--- EXERCISE DESCRIPTION ---
Your task is to write out the lines from the line containing "of the weathered" through the last line of the material, exactly.

(Location annotation dataset excerpts)

-- Begin --

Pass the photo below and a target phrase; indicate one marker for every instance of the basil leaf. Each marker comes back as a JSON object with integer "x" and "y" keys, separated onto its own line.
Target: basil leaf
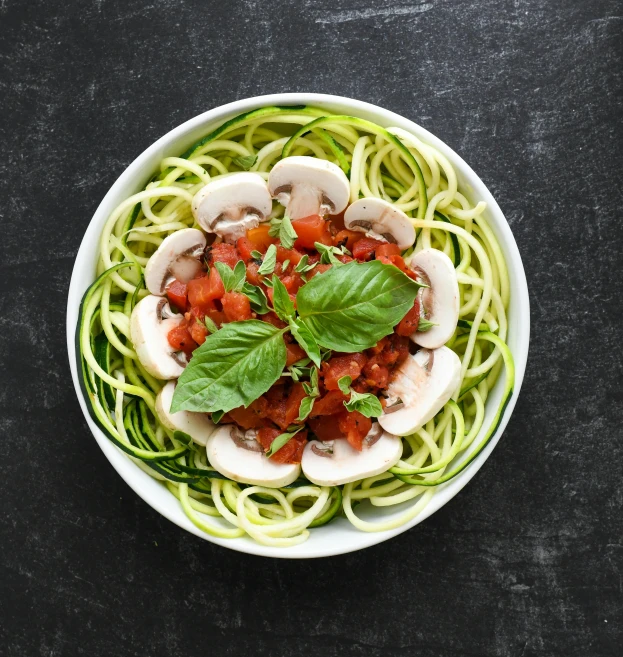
{"x": 259, "y": 302}
{"x": 282, "y": 228}
{"x": 350, "y": 308}
{"x": 233, "y": 280}
{"x": 280, "y": 441}
{"x": 269, "y": 261}
{"x": 305, "y": 408}
{"x": 217, "y": 416}
{"x": 344, "y": 384}
{"x": 365, "y": 403}
{"x": 210, "y": 324}
{"x": 281, "y": 300}
{"x": 245, "y": 162}
{"x": 305, "y": 339}
{"x": 232, "y": 368}
{"x": 424, "y": 325}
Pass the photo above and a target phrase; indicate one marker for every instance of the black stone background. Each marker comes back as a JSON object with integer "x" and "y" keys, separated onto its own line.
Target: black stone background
{"x": 526, "y": 561}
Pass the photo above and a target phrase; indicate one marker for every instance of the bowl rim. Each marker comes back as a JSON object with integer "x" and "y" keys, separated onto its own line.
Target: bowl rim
{"x": 136, "y": 172}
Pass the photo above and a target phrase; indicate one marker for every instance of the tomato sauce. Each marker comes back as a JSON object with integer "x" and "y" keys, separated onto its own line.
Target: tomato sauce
{"x": 370, "y": 371}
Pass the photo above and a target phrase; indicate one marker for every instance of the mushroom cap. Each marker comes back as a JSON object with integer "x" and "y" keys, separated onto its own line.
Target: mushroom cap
{"x": 176, "y": 257}
{"x": 423, "y": 393}
{"x": 441, "y": 299}
{"x": 231, "y": 205}
{"x": 378, "y": 218}
{"x": 197, "y": 425}
{"x": 150, "y": 324}
{"x": 347, "y": 464}
{"x": 308, "y": 185}
{"x": 244, "y": 465}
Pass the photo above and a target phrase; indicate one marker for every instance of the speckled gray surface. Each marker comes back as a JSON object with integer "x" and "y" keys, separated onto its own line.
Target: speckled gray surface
{"x": 527, "y": 560}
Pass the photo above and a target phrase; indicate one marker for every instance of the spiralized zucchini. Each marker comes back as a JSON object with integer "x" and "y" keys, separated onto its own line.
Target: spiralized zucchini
{"x": 391, "y": 164}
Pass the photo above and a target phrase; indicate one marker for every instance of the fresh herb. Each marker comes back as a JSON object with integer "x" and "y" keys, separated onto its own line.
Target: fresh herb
{"x": 282, "y": 228}
{"x": 269, "y": 261}
{"x": 257, "y": 298}
{"x": 424, "y": 325}
{"x": 232, "y": 368}
{"x": 233, "y": 280}
{"x": 281, "y": 440}
{"x": 217, "y": 416}
{"x": 245, "y": 162}
{"x": 305, "y": 339}
{"x": 344, "y": 384}
{"x": 350, "y": 308}
{"x": 281, "y": 300}
{"x": 365, "y": 403}
{"x": 210, "y": 324}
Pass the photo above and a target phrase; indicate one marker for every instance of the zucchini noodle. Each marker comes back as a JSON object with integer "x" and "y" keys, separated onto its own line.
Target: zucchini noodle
{"x": 391, "y": 164}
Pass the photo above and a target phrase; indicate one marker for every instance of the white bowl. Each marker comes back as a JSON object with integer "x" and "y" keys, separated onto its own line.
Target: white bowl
{"x": 338, "y": 536}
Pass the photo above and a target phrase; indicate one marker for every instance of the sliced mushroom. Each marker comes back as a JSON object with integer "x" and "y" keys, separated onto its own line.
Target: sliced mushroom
{"x": 176, "y": 258}
{"x": 422, "y": 386}
{"x": 439, "y": 303}
{"x": 336, "y": 462}
{"x": 236, "y": 456}
{"x": 197, "y": 425}
{"x": 232, "y": 205}
{"x": 379, "y": 219}
{"x": 308, "y": 185}
{"x": 150, "y": 324}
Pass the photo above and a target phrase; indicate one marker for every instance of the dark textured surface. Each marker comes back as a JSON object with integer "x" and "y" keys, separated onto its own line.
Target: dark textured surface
{"x": 526, "y": 561}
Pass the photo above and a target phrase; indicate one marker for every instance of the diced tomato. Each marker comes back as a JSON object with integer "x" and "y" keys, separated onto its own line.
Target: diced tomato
{"x": 222, "y": 252}
{"x": 271, "y": 318}
{"x": 177, "y": 293}
{"x": 339, "y": 366}
{"x": 202, "y": 291}
{"x": 387, "y": 250}
{"x": 294, "y": 353}
{"x": 318, "y": 269}
{"x": 355, "y": 427}
{"x": 292, "y": 255}
{"x": 251, "y": 417}
{"x": 260, "y": 238}
{"x": 292, "y": 282}
{"x": 311, "y": 229}
{"x": 409, "y": 323}
{"x": 294, "y": 401}
{"x": 365, "y": 248}
{"x": 245, "y": 246}
{"x": 266, "y": 435}
{"x": 252, "y": 276}
{"x": 326, "y": 427}
{"x": 236, "y": 306}
{"x": 347, "y": 238}
{"x": 332, "y": 402}
{"x": 198, "y": 332}
{"x": 337, "y": 221}
{"x": 180, "y": 339}
{"x": 376, "y": 375}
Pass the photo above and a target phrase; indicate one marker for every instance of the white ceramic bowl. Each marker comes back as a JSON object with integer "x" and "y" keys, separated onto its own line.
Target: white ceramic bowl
{"x": 339, "y": 536}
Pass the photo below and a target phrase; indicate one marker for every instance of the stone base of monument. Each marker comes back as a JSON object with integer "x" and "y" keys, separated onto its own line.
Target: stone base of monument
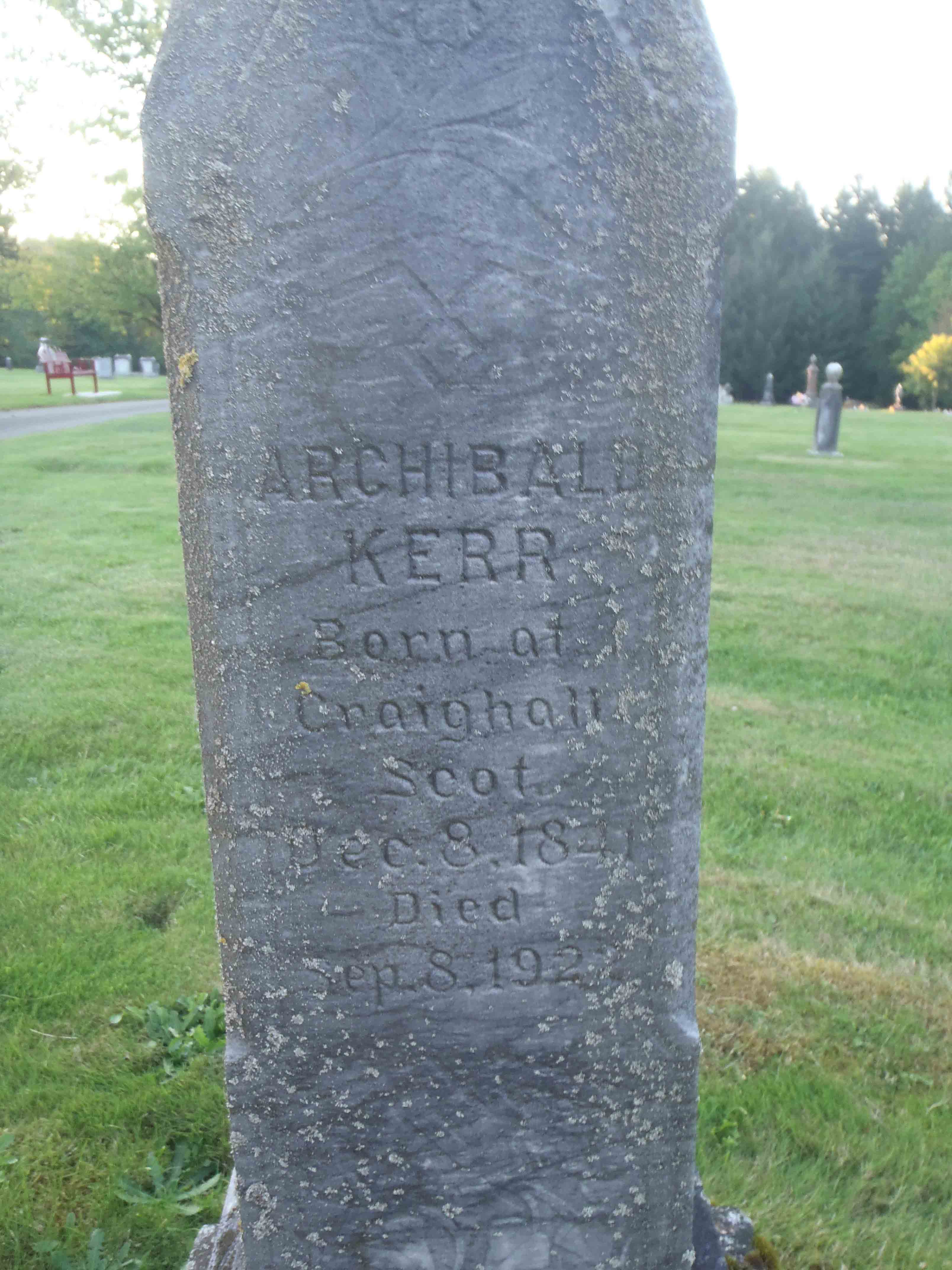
{"x": 219, "y": 1247}
{"x": 719, "y": 1234}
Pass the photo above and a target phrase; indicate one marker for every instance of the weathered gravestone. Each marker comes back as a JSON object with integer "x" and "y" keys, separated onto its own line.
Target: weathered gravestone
{"x": 829, "y": 413}
{"x": 813, "y": 381}
{"x": 441, "y": 285}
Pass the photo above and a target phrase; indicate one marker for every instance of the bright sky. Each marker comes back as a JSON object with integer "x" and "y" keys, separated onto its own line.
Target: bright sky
{"x": 827, "y": 89}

-- End --

--- COMPLETE OUTPUT ---
Pass the photo above and a target phrase; indicate one marker for every instance of the weathered gravestone. Each marker comes back as a JSON object with integer "x" and "y" keys, separated onto its own line.
Target: weathered gravestone
{"x": 829, "y": 413}
{"x": 813, "y": 381}
{"x": 441, "y": 285}
Pass the photo above and a target phrase; indicate one marker for every instance of the bright sky. Each marker comes back as a JSON object with integer "x" and "y" keys, separated onto its own line.
Target: bright sky
{"x": 827, "y": 89}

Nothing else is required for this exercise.